▶ QUESTIONS TO ANSWER
a - Reproduce the nuclear power discussion from "In aid of industry" up to and including "a sales pitch.", with no change.
b - Carry on the nuclear power discussion past its final sentence.

▶ SUPPLIED PASSAGE
_____
What, like mine and burn coal, drill for and burn oil, etc? Show me the breakdown on deaths/injuries from nukes vs the Gigawatt output and the similar figure for fossil fuels, and just perhaps I’ll be a convert. Then, and this will prove more difficult, show me the number of lives saved by access to power. Actually, don’t bother, I know the answer to that, and I’m siding with the nukes.

As Machiavellian as it may sound, I’d like to see what you think is a “reasonable breakdown” on what could be the worst case toll from the Fukushima farkup relative to the tsunami/earthquake.

Wow, I honestly didn’t expect you to step fully into cloud cuckoo land, but there it is. I almost feel sad a certain former poster is too busy keeping, funnily enough, real Rascals from his door to get on here and sort you out! :laughing:

HG

:smiley:

You are wasting your breath, Sir…

Just musing here.

Somewhere back there I posted something about the need for a change of ethical game plans if the powers that be want the thing to be more palatable to the public.

When something powerful sounds like nonsense even when thoroughly explained (and some kinds of science used to sound like nonsense even to some scientists), but is nonetheless powerful, then it resembles magic. Nuclear energy, unlike older forms and older technologies, resembles magic, the supernatural, in the eyes of many people. Now, they might not admit to that if you were to ask them about it, but something like that is going on in their heads. Nuclear physics and nuclear engineering ain’t exactly the most intuitive things in the world.

When something goes wrong with nuclear power, it resembles bad magic. Also, people feel betrayed: “You told us angels were going to intervene for us, but we see devils instead.” If the powers that be don’t like that, they’d better acquire the habit of explaining things accurately, objectively, and in detail, and they’d better tell the whole, unvarnished truth, including possible pitfalls, and not stint anywhere, even if the whole truth adds to people’s fears, and let people judge for themselves, and let the chips fall where they may.

In aid of industry ethics, I think people will need to become considerably more educated about this stuff (including me, of course), and early on in their lives when possible, so that they can bust those industry guys if they try to bulls*** about something, and so they will be at lower risk of having unfounded fears. I beg you to note that I did not say propagandized or subjected to a sales pitch.

I have no idea how you would set a nuclear power curriculum up so as to make it unbiased. One solution might be to set it up to be biased both ways, or three ways, and again, let people judge for themselves, and let the chips fall where they may. That is, some people’s views would go one way, some the other, and some would probably hover in the middle.
_____
▶ SUPPLIED ENTRIES
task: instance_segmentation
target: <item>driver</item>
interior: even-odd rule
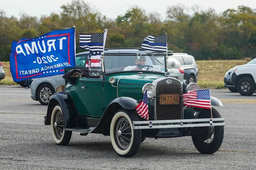
[[[135,65],[133,66],[128,66],[124,69],[124,71],[129,70],[144,70],[144,69],[140,69],[139,68],[141,66],[145,65],[146,64],[146,57],[145,56],[137,56],[135,57]]]

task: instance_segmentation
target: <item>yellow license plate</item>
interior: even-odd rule
[[[179,104],[179,94],[160,94],[159,96],[160,105],[178,105]]]

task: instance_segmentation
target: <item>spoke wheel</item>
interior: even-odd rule
[[[212,108],[212,110],[213,118],[221,117],[216,109]],[[210,110],[203,109],[198,118],[210,117]],[[194,145],[198,151],[202,153],[212,154],[216,152],[219,149],[224,136],[223,126],[197,128],[195,130],[203,132],[201,134],[192,136]]]
[[[139,121],[135,111],[121,109],[116,113],[110,126],[110,137],[113,147],[118,155],[132,157],[140,147],[142,131],[134,130],[132,121]]]
[[[62,113],[60,111],[58,111],[56,113],[56,116],[54,117],[54,133],[56,137],[58,139],[60,139],[62,137],[63,132],[64,131],[64,124],[63,124],[63,116]]]
[[[55,106],[52,112],[51,128],[53,140],[57,144],[67,145],[68,144],[72,131],[65,130],[63,115],[58,105]]]

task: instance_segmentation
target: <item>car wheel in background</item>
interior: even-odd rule
[[[37,91],[37,99],[43,105],[48,104],[51,96],[55,93],[53,88],[49,84],[41,85]]]
[[[237,90],[236,89],[234,89],[233,88],[229,88],[230,91],[231,92],[233,92],[233,93],[236,93],[237,92]]]
[[[241,78],[237,83],[237,90],[242,96],[251,96],[255,92],[255,84],[250,77]]]
[[[190,84],[192,83],[195,83],[195,76],[192,75],[189,75],[188,80],[188,84]]]

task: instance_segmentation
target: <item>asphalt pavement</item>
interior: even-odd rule
[[[44,125],[47,106],[30,98],[29,89],[0,86],[0,169],[256,169],[256,94],[243,96],[211,90],[225,118],[219,150],[199,153],[189,136],[147,138],[132,158],[119,157],[110,138],[73,132],[66,146],[56,145]]]

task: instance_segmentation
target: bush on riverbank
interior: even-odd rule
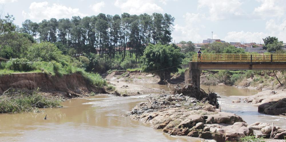
[[[39,89],[30,92],[8,90],[0,96],[0,113],[37,111],[37,108],[61,106],[61,101],[52,100],[40,94]]]
[[[93,85],[102,87],[107,85],[106,81],[99,74],[87,72],[84,69],[75,67],[70,63],[61,64],[54,61],[32,62],[22,59],[13,59],[7,62],[0,62],[0,75],[21,72],[44,73],[59,76],[79,73]]]
[[[207,85],[214,86],[220,83],[227,85],[237,85],[248,80],[252,75],[253,79],[249,85],[253,87],[274,87],[279,84],[275,78],[276,77],[282,85],[286,83],[286,72],[283,71],[275,71],[275,74],[273,71],[221,70],[212,72],[204,71],[203,72],[206,73],[207,79],[203,84]]]

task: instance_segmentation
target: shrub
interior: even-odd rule
[[[114,91],[115,90],[115,87],[112,85],[108,85],[106,87],[106,89],[110,91]]]
[[[9,69],[19,71],[29,71],[34,69],[32,65],[33,63],[25,58],[16,58],[11,59],[9,62],[11,63],[9,67],[6,67]]]
[[[60,106],[60,101],[45,97],[39,94],[39,90],[38,88],[30,92],[14,92],[1,96],[0,113],[31,111],[37,108]]]
[[[61,53],[54,44],[47,42],[34,44],[28,48],[28,51],[27,57],[35,61],[57,61]]]
[[[133,68],[136,64],[135,59],[128,57],[125,57],[124,60],[120,64],[120,66],[124,69]]]
[[[231,77],[230,83],[231,85],[233,85],[238,80],[242,79],[242,76],[241,74],[235,73]]]

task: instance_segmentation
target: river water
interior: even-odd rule
[[[146,87],[167,90],[166,86],[144,84]],[[208,87],[201,87],[207,90]],[[212,87],[221,97],[222,111],[237,114],[249,124],[272,123],[286,128],[286,117],[259,114],[250,104],[233,103],[238,96],[256,94],[255,90],[231,87]],[[120,97],[99,95],[72,99],[61,108],[41,109],[40,113],[0,114],[0,141],[188,141],[201,139],[171,136],[162,130],[131,120],[120,114],[146,101],[147,95]],[[46,114],[47,120],[44,118]],[[283,123],[283,122],[284,122]]]

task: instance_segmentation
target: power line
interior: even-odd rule
[[[249,14],[251,13],[261,13],[263,12],[272,12],[275,11],[284,11],[286,10],[286,9],[273,9],[271,10],[264,11],[252,11],[252,12],[247,12],[245,13],[227,13],[222,14],[220,15],[205,15],[205,16],[192,16],[190,17],[178,17],[178,18],[174,18],[174,19],[187,19],[187,18],[205,18],[210,17],[214,17],[217,16],[228,16],[228,15],[237,15],[242,14]],[[156,20],[163,20],[163,19],[160,19],[160,18],[156,18]],[[136,20],[127,20],[123,21],[125,22],[135,22],[136,21],[148,21],[147,20],[140,20],[139,19],[137,19]],[[102,22],[99,22],[99,21],[96,21],[96,22],[58,22],[57,23],[49,23],[47,22],[46,23],[39,23],[38,24],[85,24],[85,23],[108,23],[108,21],[104,21]],[[31,23],[30,24],[26,24],[30,25],[30,24],[34,24],[34,23]]]
[[[156,70],[156,71],[148,71],[148,72],[144,72],[146,73],[151,73],[152,72],[155,72],[155,71],[162,71],[162,70],[165,70],[165,69],[170,69],[170,68],[172,68],[173,67],[178,67],[178,66],[180,66],[180,65],[176,65],[176,66],[174,66],[172,67],[168,67],[168,68],[165,68],[165,69],[158,69],[158,70]]]

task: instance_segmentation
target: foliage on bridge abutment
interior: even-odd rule
[[[160,77],[161,82],[170,78],[171,73],[178,71],[184,56],[174,44],[160,43],[147,46],[141,58],[143,71],[151,72]]]
[[[9,89],[0,96],[0,113],[38,112],[38,108],[61,106],[61,99],[46,98],[39,91],[39,88],[26,92]]]

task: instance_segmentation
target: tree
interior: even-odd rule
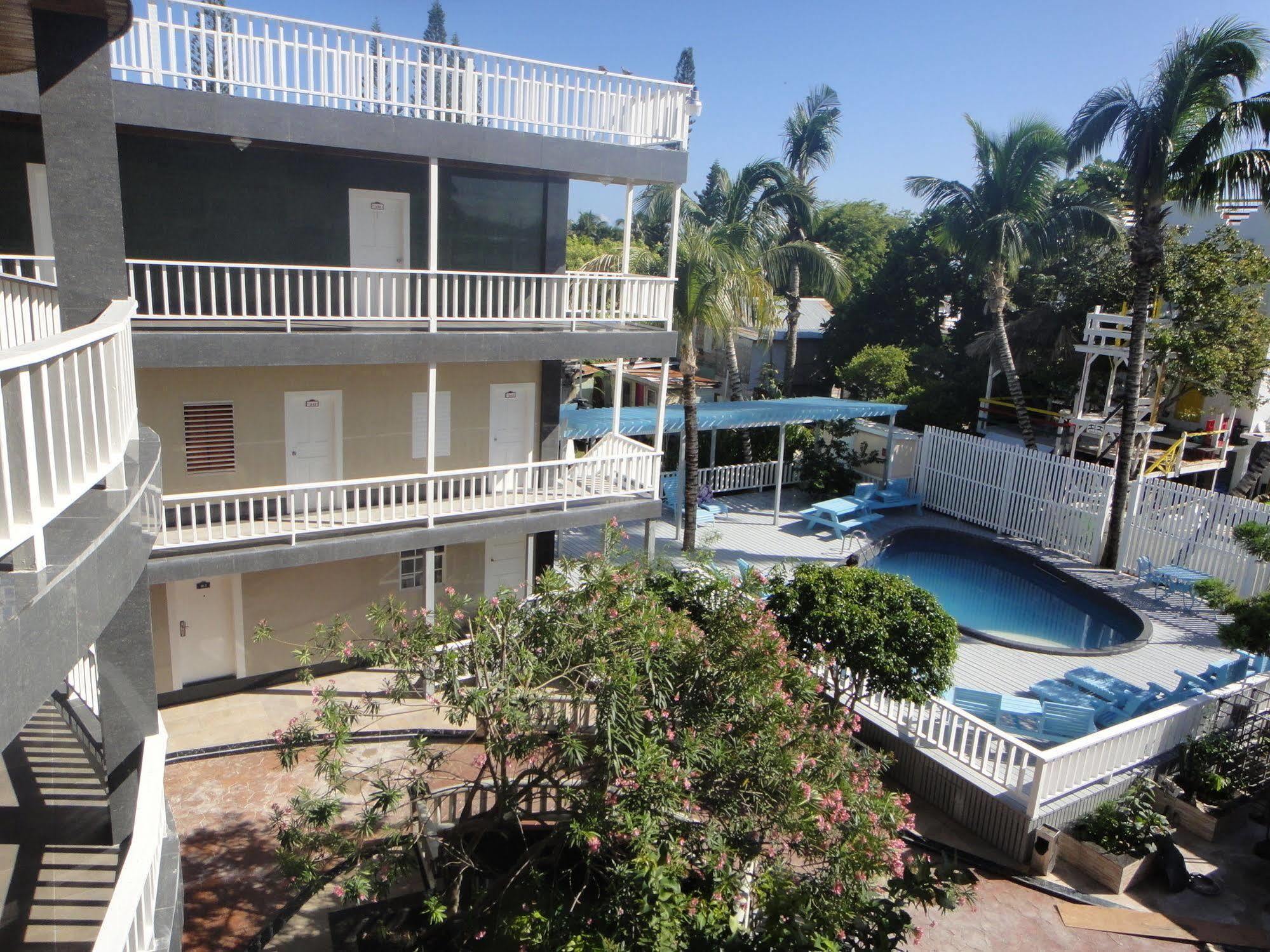
[[[1262,308],[1270,258],[1255,241],[1222,225],[1201,241],[1168,241],[1162,291],[1172,322],[1152,339],[1167,357],[1167,404],[1190,390],[1227,393],[1255,406],[1270,350],[1270,314]]]
[[[674,65],[674,81],[686,86],[697,85],[697,65],[692,61],[692,47],[686,46],[679,52],[679,61]]]
[[[848,711],[874,692],[916,704],[952,685],[960,631],[936,598],[908,579],[800,562],[768,588],[767,607],[790,649],[828,665],[833,699]]]
[[[833,161],[833,149],[841,135],[838,118],[842,114],[838,94],[829,86],[815,86],[806,99],[794,107],[785,121],[785,164],[799,184],[806,188],[804,204],[785,208],[787,244],[808,241],[813,230],[815,207],[815,178],[812,173],[828,168]],[[794,367],[798,363],[798,321],[803,300],[803,268],[795,261],[789,270],[782,289],[785,293],[785,392],[792,392]],[[838,275],[822,283],[823,293],[836,294]]]
[[[838,380],[856,400],[904,402],[912,383],[912,353],[894,344],[870,344],[838,368]]]
[[[432,6],[428,8],[428,28],[423,32],[423,42],[446,42],[446,11],[441,6],[441,0],[432,0]]]
[[[997,368],[1006,378],[1024,442],[1036,448],[1027,401],[1006,333],[1010,286],[1020,268],[1080,231],[1114,231],[1115,208],[1092,194],[1059,190],[1067,155],[1062,133],[1039,119],[1017,119],[993,136],[965,117],[974,137],[973,187],[931,175],[907,180],[908,190],[940,213],[933,237],[960,256],[983,286]]]
[[[911,221],[883,202],[838,202],[815,212],[812,236],[842,258],[842,293],[866,287],[886,260],[892,236]]]
[[[1133,325],[1105,567],[1119,562],[1129,504],[1147,320],[1165,263],[1165,206],[1176,201],[1185,208],[1206,207],[1223,195],[1270,202],[1270,150],[1251,145],[1270,132],[1270,94],[1241,98],[1260,77],[1267,48],[1265,30],[1233,18],[1184,30],[1140,93],[1128,83],[1099,90],[1067,132],[1071,168],[1096,156],[1113,138],[1120,142],[1125,197],[1133,208]]]
[[[210,6],[225,6],[226,0],[207,0]],[[217,23],[218,20],[218,23]],[[208,76],[220,79],[231,77],[234,74],[230,60],[229,37],[234,29],[234,18],[229,13],[216,13],[213,10],[194,10],[193,27],[201,27],[202,32],[190,30],[189,37],[189,88],[203,93],[229,93],[231,84],[213,83]],[[216,29],[221,30],[221,48],[216,50]]]
[[[954,908],[969,877],[902,858],[907,797],[757,584],[592,559],[547,571],[533,600],[452,598],[436,621],[390,602],[357,640],[324,626],[306,661],[389,678],[363,698],[314,682],[314,715],[276,734],[288,767],[316,744],[320,783],[274,814],[283,875],[315,885],[348,861],[337,895],[382,899],[422,857],[427,896],[389,923],[414,947],[897,948],[908,909]],[[466,743],[349,754],[419,707]],[[425,835],[417,805],[446,777],[470,779]]]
_____
▶ TASK ANSWERS
a -
In aid of industry ethics, I think people will need to become considerably more educated about this stuff (including me, of course), and early on in their lives when possible, so that they can bust those industry guys if they try to bulls*** about something, and so they will be at lower risk of having unfounded fears. I beg you to note that I did not say propagandized or subjected to a sales pitch.

b -
And that, ladies and gentlemen, is my one cent’s worth. :neutral:

Your one cent is on the money, I reckon Mr Jack. The fact that radiation kills you and you can’t see it adds to it’s bad mojo. The fact that governments have deliberately lied about it in the past obviously doesn’t help.

Add to this that people just don’t seem to get that radiation is natural, that there are effectively naturally occurring nuke reactors decaying all over the panet, that just sleeping next to a person increases your radiation load, or that radiologists blast people on a daily basis with far more concentrated and higher bursts of radiation than a month of exposure within the 20km zone in Fukushima offers to cure cancers, without killing them, and so on.

Despite the FACT that the total potential exposure from this event in Fukushima is never going to come close to the levels of one aerial burst of the type the yanks did testing nukes in the Pacific, let alone Chernobyl is completely ignored. Instead sheeple see a screen which shows, because our detection systems are so damned finely tuned, minute levels seeping around in a nice spooky mustard gas cloud like diagram and the world shits itself, turns it’s concerns inward and ignores the real story which is obviously the plight and suffering of all those many confirmed, like actually dead and those suffering from the very real and latent disaster which is the tsunami and earthquake. .

And then of course, we have the quasi-religious fruticakes that oppose nukes on some mojo magical principle adding their benighted scary voices to a global media eager to sucker in readers (buyers of ther newspapers, magazines, and their resultant ad space and value) and audiences (more ads, more value) and you get the situation we now face.

Oh, and look over there in that other thread. Now we got dear old Tommy (dog with two dicks) posting shit from the Daily farkin; Mail! (If I was the editor of The Sun or the Daily Mail, I’d be sure the next page 3 girl had three tits!)

It would be an utter joke, if it wasn’t just so damned tragic.

HG

Thanks, HG.

Exactly!

You might become credible if you would just stop making predictions about the future. :unamused:
We all hope that nothing worse will happen, but most of us are smart enough to know that we are not in control - neither of the situation in Fukushima nor of the future in general…

But let me add, i enjoy your posts anyway - you can be quite funny! :smiley: :bow:

Viable? Under what circumstances?
If we could just eliminate human nature from the equation, eh!

“Glowing endorsement”
thedaily.com/page/2011/03/24 … almia-1-2/

(Note:
Links on news websites may become unusable or closed to the general public after a while.
To ensure future access to information that is posted here, please download the linked articles to your own computer)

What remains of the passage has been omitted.